> **YOUR GOAL**
Arrange the records below as a Markdown table with the columns No. and Line, one row per line and no rows for blank lines, starting at the line that contains "of the dark" and ending at the line that contains "[(268, 49)]", with both of those lines included.

(Location labeling records)
==============================

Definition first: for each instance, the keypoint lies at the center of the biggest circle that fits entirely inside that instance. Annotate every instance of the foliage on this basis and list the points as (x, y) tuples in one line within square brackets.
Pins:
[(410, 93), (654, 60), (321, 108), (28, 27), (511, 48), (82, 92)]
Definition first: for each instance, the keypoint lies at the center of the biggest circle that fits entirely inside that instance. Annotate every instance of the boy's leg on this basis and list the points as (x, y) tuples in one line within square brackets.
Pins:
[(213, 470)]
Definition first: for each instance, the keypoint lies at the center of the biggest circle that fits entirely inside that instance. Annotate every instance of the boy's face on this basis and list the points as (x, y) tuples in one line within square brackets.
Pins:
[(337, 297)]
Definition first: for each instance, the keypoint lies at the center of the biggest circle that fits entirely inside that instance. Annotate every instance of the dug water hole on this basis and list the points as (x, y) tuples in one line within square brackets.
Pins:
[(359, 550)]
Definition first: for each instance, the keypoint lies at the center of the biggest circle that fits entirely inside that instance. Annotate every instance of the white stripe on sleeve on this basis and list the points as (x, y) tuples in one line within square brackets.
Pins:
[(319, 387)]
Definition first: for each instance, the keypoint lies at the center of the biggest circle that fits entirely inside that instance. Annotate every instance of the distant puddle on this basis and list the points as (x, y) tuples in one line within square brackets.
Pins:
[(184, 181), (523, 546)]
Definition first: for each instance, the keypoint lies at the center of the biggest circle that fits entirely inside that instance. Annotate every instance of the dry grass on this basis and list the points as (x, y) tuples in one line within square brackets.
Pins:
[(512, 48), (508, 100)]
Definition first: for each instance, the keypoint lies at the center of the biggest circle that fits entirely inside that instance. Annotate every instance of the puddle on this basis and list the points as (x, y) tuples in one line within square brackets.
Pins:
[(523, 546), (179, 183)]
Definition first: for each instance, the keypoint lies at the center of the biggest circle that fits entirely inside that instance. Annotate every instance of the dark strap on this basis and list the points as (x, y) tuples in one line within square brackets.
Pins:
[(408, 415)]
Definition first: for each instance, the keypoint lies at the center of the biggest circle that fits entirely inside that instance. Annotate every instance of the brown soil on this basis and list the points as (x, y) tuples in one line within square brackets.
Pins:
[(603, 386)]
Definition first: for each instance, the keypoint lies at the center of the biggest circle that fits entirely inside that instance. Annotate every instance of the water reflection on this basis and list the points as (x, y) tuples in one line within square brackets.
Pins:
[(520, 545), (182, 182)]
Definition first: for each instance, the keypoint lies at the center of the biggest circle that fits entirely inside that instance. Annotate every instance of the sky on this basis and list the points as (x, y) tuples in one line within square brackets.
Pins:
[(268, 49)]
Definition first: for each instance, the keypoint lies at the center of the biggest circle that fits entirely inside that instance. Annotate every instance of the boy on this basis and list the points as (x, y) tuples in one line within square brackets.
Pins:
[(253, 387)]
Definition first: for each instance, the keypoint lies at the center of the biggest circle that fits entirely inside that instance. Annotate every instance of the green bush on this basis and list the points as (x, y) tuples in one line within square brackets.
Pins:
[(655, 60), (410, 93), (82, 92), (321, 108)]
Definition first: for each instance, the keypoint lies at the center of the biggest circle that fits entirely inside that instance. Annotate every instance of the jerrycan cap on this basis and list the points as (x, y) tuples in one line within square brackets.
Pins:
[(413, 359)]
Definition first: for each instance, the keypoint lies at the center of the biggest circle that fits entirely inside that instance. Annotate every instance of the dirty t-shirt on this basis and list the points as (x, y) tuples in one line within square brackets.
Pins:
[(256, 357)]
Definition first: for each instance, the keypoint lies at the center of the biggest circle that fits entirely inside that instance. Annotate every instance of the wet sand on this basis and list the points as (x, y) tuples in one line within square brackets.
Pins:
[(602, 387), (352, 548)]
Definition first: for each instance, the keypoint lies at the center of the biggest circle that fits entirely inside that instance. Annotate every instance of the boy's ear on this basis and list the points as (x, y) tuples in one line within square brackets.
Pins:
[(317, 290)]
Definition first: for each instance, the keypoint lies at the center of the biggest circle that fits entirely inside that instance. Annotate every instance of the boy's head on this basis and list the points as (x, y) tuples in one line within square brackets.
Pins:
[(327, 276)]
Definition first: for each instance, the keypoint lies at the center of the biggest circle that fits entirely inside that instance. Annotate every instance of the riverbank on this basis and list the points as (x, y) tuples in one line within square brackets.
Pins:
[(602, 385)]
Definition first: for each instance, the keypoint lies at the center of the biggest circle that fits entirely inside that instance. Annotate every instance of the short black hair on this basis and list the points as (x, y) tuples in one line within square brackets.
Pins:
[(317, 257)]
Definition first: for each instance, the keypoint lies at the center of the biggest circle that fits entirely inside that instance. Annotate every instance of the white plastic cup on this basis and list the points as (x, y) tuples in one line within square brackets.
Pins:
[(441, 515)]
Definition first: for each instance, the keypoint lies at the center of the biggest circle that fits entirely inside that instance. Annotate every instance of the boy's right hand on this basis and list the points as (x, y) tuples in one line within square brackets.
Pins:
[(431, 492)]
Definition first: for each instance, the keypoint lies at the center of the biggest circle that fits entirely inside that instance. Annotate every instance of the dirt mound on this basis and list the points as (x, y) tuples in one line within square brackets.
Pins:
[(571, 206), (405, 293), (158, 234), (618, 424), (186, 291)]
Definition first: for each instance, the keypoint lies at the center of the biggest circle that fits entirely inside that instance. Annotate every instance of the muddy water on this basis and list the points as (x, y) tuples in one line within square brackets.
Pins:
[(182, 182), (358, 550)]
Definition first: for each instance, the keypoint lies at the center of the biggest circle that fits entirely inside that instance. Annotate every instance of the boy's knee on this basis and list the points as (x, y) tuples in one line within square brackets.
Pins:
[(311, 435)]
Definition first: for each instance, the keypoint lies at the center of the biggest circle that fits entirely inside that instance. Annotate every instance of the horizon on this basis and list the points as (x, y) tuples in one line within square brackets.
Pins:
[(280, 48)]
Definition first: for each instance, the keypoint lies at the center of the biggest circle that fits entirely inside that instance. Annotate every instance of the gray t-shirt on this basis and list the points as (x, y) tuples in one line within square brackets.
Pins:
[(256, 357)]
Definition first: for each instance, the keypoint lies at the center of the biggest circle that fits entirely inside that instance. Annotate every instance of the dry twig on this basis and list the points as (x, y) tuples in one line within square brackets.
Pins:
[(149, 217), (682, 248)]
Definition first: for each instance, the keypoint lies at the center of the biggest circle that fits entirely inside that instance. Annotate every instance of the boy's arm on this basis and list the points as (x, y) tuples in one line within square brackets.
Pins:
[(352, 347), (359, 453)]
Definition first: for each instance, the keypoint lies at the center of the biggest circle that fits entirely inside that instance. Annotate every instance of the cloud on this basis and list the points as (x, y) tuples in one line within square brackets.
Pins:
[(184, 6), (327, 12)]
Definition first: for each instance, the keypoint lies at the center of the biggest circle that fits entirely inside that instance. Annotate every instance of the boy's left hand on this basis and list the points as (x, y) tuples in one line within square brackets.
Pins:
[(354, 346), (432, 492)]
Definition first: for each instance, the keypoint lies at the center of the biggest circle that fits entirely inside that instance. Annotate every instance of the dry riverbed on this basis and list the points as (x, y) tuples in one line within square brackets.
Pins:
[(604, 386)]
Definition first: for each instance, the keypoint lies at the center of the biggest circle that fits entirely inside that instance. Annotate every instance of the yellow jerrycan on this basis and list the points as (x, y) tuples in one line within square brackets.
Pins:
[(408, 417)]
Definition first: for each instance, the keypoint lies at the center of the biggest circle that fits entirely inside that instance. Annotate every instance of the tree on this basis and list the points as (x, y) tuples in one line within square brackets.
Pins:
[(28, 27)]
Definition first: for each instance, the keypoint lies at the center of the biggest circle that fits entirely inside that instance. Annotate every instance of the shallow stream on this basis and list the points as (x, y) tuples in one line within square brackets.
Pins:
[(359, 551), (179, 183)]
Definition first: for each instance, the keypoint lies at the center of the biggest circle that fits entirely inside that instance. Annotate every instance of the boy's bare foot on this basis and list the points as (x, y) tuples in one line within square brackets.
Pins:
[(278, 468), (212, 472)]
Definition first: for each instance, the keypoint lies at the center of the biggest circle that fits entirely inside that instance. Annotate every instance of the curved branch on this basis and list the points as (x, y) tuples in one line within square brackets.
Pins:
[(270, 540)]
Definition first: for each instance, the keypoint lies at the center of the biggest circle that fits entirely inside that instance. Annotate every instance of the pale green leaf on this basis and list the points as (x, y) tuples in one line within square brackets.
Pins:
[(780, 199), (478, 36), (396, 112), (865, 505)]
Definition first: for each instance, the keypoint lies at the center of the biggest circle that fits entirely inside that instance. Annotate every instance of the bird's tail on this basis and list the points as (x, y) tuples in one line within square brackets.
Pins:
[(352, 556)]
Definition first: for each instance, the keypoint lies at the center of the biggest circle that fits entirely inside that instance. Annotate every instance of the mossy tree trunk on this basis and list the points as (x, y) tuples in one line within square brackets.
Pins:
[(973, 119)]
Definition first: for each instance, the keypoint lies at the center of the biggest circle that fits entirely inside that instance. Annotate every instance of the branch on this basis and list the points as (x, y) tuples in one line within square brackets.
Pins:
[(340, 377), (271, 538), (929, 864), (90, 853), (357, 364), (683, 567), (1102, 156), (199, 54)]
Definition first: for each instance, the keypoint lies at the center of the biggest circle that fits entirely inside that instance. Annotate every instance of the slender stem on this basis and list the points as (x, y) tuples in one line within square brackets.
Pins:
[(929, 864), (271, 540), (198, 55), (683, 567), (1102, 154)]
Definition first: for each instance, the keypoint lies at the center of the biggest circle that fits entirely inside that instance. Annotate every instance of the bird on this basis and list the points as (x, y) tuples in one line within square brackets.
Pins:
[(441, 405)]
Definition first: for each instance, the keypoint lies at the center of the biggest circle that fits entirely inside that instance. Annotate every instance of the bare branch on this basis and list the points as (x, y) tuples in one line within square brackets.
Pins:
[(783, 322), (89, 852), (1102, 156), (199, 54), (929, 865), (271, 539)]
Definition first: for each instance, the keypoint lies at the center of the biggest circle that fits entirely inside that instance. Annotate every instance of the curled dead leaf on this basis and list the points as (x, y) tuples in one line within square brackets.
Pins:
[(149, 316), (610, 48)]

==============================

> **SOLUTION TO THIS PROBLEM**
| No. | Line |
|---|---|
| 1 | Definition first: for each instance, the keypoint lies at the center of the biggest circle that fits entirely inside that instance. Annotate every instance of the dark strap on this basis and list the points as (x, y) tuples in one line within square brackets. |
| 2 | Pins: |
| 3 | [(408, 415)] |
| 4 | Definition first: for each instance, the keypoint lies at the center of the biggest circle that fits entirely inside that instance. Annotate every instance of the brown soil on this basis and list the points as (x, y) tuples in one line within square brackets. |
| 5 | Pins: |
| 6 | [(603, 386)] |
| 7 | Definition first: for each instance, the keypoint lies at the center of the biggest circle that fits entirely inside that instance. Annotate every instance of the water reflection on this basis and list the points as (x, y) tuples in one line within square brackets. |
| 8 | Pins: |
| 9 | [(520, 545), (182, 182)] |
| 10 | Definition first: for each instance, the keypoint lies at the center of the biggest circle that fits entirely inside that instance. Annotate every instance of the sky on this basis and list the points as (x, y) tuples in one line within square brackets. |
| 11 | Pins: |
| 12 | [(268, 49)] |